> **INSTRUÇÕES DE TRABALHO**
A) Explique, em até três frases, por que o desaparecimento das papinhas abriu uma brecha no mercado, segundo o texto sobre alimentação infantil.
B) No texto sobre alimentação infantil, reescreva de forma mais concisa o parágrafo iniciado por "O primeiro passo da jornada", mantendo seus fatos principais.
C) Transcreva do texto sobre alimentação infantil o segmento que começa nas palavras "A startup nasceu" e termina após "trazia poucas opções.".

> **TRECHO FORNECIDO**
Foodtechs de alimentação infantil surfam brecha da grande indústria

O sumiço das papinhas para bebê criou um vácuo no mercado. Agora, startups de comida saudável começam a ocupá-lo.

Num passado nem tão distante, as prateleiras de supermercado eram cheias de papinhas para bebê. Não mais. A demanda por comida industrializada para os pequenos minguou, e os potinhos sumiram.

Isso deixou um gap no mercado. Os pais desejam uma alimentação mais saudável para os pequenos. Mas talvez não queiram abrir mão da praticidade que os alimentos prontos trazem.

E novos negócios estão surgindo para preencher essa brecha. É o caso da Papapá, de Curitiba, focada na venda de papinhas e biscoitos orgânicos para bebês.  

A startup nasceu em 2021, pelas mãos do casal de engenheiros Leonardo Afonso, 37, e Paula Afonso, 35, que enxergaram uma carência de produtos saudáveis para o público infantil.

Paula Afonso e Leonardo Afonso, fundadores da Papapá, e os filhos. Crédito: Divulgação

O primeiro passo da jornada rolou em 2018, quando o casal morava na Austrália. Já pais, eles já tinham se acostumado com a variedade de opções em alimentos saudáveis para crianças. E aí, numa viagem de Natal para o Brasil, repararam que o mercado por aqui trazia poucas opções.

“Lá fora, tinha muito produto legal, como snacks sem açúcar, com ingredientes diferentes, sem sal, não fritos, e que conseguíamos dar sem culpa. Aqui não. Era um portfólio mais limitado”, afirmou Afonso.

> **AMOSTRA DE DADOS**
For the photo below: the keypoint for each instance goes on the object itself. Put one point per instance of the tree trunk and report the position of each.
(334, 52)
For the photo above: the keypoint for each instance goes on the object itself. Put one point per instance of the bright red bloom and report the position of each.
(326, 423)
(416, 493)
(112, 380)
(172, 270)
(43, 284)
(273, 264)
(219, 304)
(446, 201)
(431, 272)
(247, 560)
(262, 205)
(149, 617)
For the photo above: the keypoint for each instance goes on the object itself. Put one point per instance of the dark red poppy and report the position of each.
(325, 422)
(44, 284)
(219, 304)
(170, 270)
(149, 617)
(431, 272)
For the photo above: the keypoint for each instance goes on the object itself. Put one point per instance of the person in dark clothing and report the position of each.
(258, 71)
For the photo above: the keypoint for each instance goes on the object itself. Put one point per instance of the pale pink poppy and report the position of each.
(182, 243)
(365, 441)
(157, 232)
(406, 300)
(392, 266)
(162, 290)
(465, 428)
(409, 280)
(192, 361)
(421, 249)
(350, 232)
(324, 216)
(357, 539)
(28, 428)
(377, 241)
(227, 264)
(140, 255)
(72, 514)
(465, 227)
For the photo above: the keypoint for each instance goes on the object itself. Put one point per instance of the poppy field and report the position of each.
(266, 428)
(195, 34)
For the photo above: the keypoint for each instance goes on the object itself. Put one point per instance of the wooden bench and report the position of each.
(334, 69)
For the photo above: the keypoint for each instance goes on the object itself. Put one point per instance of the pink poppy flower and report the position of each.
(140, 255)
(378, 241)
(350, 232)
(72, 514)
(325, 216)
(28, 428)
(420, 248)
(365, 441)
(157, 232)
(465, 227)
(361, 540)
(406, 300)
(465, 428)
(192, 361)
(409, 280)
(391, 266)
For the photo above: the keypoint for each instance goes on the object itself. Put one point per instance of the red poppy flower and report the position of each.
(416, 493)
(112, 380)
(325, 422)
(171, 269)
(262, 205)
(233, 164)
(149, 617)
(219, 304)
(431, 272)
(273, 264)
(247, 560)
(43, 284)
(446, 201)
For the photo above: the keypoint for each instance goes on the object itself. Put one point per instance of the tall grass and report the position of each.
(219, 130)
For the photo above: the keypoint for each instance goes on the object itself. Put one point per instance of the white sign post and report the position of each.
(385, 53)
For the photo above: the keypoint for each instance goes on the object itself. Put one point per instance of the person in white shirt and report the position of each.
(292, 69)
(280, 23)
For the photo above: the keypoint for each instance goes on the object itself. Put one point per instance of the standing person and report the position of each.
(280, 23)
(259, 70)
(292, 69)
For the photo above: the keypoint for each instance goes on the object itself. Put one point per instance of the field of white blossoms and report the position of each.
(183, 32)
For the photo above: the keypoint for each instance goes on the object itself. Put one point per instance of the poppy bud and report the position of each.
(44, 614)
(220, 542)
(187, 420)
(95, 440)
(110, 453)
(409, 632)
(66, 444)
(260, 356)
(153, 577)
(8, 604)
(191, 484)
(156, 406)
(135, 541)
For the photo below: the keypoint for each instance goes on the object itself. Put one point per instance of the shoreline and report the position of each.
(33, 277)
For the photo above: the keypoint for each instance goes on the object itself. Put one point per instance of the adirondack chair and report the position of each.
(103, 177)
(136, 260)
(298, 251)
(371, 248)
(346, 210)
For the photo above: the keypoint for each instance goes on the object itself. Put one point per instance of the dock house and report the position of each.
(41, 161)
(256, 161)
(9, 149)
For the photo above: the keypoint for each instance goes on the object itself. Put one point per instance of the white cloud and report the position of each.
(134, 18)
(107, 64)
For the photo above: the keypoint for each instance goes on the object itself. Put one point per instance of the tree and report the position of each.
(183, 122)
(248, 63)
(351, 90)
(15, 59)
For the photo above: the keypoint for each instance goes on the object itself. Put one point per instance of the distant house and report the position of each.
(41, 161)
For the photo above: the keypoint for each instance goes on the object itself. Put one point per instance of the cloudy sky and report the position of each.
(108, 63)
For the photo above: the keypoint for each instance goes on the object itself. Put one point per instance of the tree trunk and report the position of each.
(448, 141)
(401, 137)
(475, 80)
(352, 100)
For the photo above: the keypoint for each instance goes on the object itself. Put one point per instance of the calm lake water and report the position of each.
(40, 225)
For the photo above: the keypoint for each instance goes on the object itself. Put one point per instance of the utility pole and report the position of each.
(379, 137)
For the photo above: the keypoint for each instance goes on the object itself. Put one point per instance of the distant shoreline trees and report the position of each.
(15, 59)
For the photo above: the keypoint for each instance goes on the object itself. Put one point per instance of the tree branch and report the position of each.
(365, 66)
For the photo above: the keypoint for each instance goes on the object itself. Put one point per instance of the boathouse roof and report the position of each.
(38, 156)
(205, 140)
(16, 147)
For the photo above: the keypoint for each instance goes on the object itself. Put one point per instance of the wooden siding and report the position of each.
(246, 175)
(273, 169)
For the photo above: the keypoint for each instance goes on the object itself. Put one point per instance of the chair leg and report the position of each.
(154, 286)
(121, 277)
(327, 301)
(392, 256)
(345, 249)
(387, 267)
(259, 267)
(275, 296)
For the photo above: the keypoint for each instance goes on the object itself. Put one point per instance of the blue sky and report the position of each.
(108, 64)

> **RESPOSTAS DAS TAREFAS**
A) A demanda por comida industrializada para crianças minguou, e os potinhos sumiram das prateleiras. Ao mesmo tempo, os pais desejam uma alimentação mais saudável para os filhos, mas talvez não queiram abrir mão da praticidade dos alimentos prontos.

B) Em 2018, o casal, já com filhos, morava na Austrália e estava habituado à variedade de alimentos saudáveis para crianças. Numa viagem de Natal ao Brasil, percebeu que o mercado daqui oferecia poucas opções.

C)
A startup nasceu em 2021, pelas mãos do casal de engenheiros Leonardo Afonso, 37, e Paula Afonso, 35, que enxergaram uma carência de produtos saudáveis para o público infantil.

Paula Afonso e Leonardo Afonso, fundadores da Papapá, e os filhos. Crédito: Divulgação

O primeiro passo da jornada rolou em 2018, quando o casal morava na Austrália. Já pais, eles já tinham se acostumado com a variedade de opções em alimentos saudáveis para crianças. E aí, numa viagem de Natal para o Brasil, repararam que o mercado por aqui trazia poucas opções.